_DIRECTIONS FOR THIS TASK_
All that is needed is every line of the listing below that has "plastic".

___ DATA FOR THIS TASK

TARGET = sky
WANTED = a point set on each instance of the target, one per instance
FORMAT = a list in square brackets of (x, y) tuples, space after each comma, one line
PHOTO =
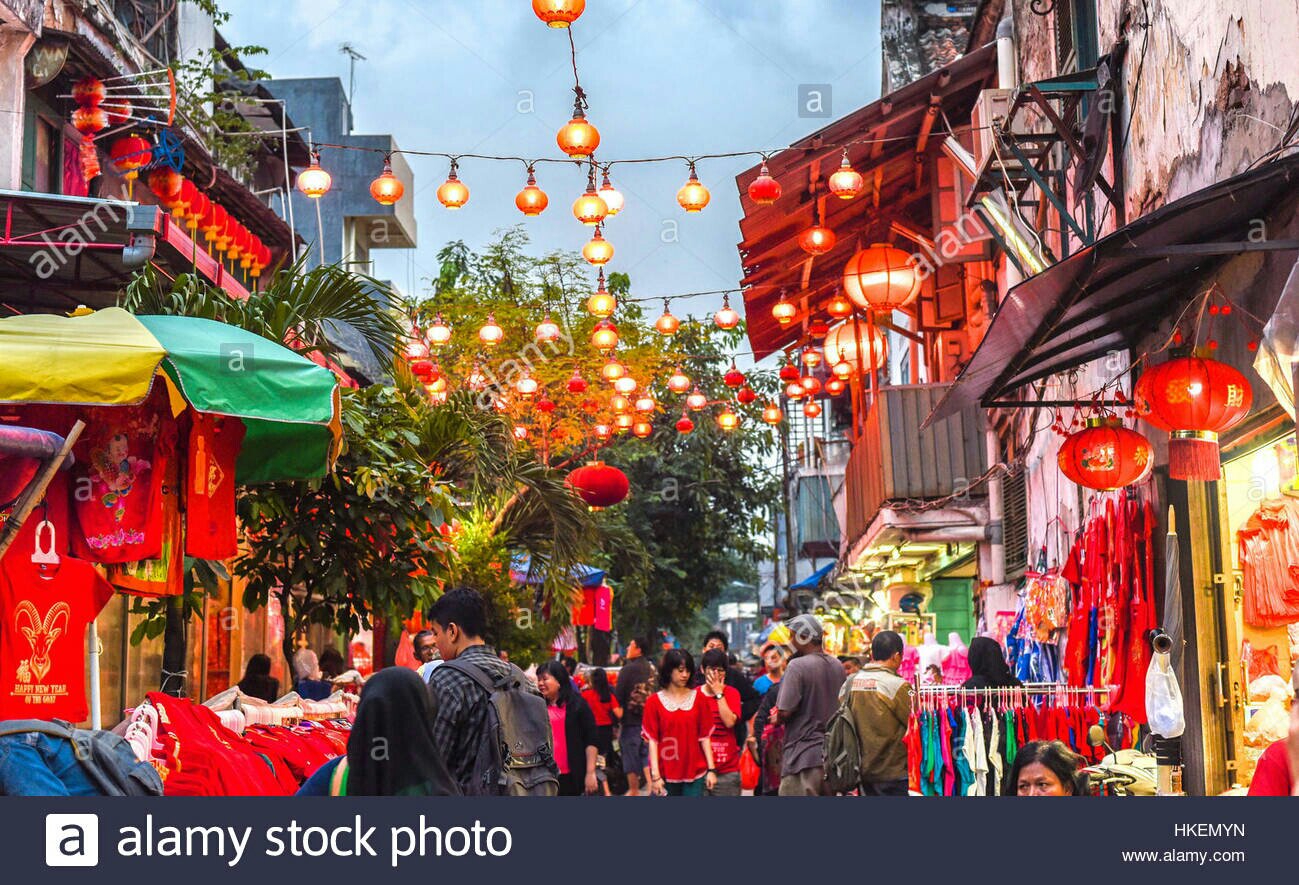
[(663, 77)]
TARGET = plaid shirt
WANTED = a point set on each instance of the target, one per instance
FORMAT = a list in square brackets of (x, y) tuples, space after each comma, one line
[(460, 721)]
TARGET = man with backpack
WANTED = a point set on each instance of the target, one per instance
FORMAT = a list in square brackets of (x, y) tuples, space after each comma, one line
[(880, 706), (490, 721)]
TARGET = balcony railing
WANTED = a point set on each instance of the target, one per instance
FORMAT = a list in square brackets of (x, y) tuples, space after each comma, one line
[(893, 460)]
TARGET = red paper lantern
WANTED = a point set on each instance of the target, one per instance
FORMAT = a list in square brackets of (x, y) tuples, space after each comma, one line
[(764, 190), (1106, 455), (1195, 399), (599, 485)]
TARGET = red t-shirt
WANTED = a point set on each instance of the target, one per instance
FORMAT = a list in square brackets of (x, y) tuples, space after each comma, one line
[(721, 737), (209, 515), (43, 619), (603, 710), (1272, 776), (678, 733)]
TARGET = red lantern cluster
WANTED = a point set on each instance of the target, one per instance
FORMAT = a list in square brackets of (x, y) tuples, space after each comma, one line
[(1106, 456), (599, 484), (1194, 399)]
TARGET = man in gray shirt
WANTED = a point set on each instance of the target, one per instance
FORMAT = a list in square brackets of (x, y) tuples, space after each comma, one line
[(808, 697)]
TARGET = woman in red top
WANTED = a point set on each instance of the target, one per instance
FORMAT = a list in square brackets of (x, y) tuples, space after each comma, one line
[(722, 703), (677, 727)]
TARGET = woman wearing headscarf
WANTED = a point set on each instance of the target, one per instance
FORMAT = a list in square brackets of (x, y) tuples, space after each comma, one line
[(257, 681), (390, 750), (987, 664)]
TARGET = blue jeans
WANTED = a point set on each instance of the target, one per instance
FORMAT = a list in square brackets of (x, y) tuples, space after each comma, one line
[(39, 764)]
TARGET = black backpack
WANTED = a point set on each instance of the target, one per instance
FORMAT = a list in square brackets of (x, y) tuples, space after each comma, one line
[(107, 759), (518, 756)]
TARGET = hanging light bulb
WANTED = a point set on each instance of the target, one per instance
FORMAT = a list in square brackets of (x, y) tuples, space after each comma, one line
[(490, 334), (602, 304), (386, 189), (728, 317), (598, 251), (604, 337), (531, 200), (693, 195), (846, 182), (547, 330), (313, 181), (764, 190), (452, 192), (783, 311), (667, 324), (611, 195)]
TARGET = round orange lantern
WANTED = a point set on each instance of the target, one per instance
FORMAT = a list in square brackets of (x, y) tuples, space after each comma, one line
[(130, 153), (531, 200), (1106, 455), (881, 278), (817, 239), (764, 190), (559, 13), (1195, 399), (387, 189)]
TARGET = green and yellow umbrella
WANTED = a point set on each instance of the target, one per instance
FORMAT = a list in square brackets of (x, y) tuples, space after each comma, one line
[(289, 404)]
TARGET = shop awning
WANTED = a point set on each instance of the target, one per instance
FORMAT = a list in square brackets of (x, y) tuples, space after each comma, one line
[(1116, 291), (289, 404)]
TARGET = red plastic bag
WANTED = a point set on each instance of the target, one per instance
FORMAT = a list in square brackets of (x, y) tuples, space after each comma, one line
[(750, 772)]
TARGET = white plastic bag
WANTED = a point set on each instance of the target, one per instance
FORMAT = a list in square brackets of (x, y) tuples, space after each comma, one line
[(1164, 698)]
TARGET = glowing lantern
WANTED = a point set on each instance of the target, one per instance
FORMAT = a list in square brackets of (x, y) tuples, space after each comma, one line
[(547, 330), (841, 347), (604, 337), (313, 181), (452, 192), (531, 200), (490, 334), (598, 251), (881, 278), (846, 182), (728, 317), (387, 189), (439, 333), (1195, 399), (1106, 455), (693, 195), (667, 324), (578, 138), (130, 153), (611, 195), (783, 311), (559, 13), (764, 190), (817, 239)]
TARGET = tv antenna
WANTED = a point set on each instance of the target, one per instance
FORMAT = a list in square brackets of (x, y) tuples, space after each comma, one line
[(353, 56)]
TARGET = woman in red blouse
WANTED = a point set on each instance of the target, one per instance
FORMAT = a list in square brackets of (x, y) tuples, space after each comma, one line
[(677, 727)]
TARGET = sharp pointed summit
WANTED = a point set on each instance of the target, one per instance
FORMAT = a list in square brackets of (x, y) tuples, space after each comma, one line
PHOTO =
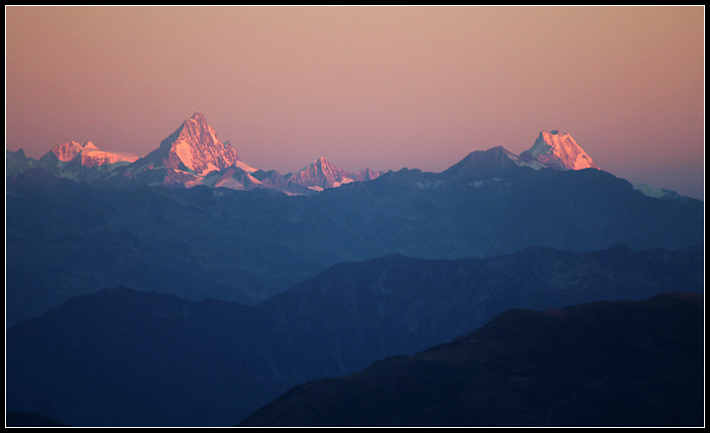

______

_RESPONSE AREA_
TARGET = red plastic bag
TARGET = white plastic bag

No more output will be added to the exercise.